▶ [STATED GOAL]
Rewrite the stretch from the line containing "the blue jeans" through the end of the records, switching "blue jeans" to "denim jacket" and changing nothing else.

▶

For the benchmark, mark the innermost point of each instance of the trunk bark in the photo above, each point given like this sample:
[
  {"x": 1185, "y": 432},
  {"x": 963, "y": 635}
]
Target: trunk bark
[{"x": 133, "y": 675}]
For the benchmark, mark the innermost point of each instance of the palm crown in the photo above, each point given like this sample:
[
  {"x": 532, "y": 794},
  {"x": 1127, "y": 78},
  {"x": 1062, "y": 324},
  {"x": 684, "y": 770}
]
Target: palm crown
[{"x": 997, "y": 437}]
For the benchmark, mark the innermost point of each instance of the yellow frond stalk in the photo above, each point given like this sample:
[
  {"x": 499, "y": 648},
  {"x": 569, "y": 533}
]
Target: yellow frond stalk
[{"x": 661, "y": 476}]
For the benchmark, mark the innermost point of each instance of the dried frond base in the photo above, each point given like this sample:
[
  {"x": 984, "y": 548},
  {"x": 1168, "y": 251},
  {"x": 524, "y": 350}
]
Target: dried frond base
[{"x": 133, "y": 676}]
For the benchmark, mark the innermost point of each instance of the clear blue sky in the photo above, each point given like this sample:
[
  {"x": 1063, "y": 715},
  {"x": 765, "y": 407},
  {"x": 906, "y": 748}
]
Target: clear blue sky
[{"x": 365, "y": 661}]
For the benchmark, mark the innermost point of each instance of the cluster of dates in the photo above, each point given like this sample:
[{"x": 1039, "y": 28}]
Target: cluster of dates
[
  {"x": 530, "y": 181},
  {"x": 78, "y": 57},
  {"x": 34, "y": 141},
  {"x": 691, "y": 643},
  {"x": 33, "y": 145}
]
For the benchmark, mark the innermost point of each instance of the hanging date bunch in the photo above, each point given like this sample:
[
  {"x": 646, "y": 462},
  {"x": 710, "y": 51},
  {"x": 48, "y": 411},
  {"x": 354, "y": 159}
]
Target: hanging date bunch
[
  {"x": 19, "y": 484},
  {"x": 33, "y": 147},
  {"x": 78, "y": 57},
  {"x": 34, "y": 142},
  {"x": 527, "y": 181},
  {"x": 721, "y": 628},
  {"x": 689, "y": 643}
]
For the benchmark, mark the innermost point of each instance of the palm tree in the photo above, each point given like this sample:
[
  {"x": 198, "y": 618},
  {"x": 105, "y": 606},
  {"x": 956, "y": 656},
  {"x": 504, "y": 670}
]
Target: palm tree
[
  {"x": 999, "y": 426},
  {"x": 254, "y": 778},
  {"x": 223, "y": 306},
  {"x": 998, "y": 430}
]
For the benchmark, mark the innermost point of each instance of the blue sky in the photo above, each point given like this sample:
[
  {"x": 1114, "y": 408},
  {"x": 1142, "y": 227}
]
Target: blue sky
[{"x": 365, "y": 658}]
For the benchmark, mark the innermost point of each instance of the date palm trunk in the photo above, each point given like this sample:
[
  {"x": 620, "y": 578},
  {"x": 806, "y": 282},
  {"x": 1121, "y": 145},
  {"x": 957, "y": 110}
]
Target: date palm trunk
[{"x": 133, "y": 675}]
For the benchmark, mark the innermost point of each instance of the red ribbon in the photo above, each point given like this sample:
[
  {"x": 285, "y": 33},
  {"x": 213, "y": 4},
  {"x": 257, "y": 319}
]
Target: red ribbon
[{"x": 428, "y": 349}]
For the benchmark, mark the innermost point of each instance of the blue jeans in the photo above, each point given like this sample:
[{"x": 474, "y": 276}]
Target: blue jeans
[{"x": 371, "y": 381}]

◀

▶ [EXERCISE RESULT]
For the benchmark, mark the innermost point of each instance of the denim jacket in the photo above, each point given like this sample:
[{"x": 474, "y": 276}]
Target: denim jacket
[{"x": 371, "y": 381}]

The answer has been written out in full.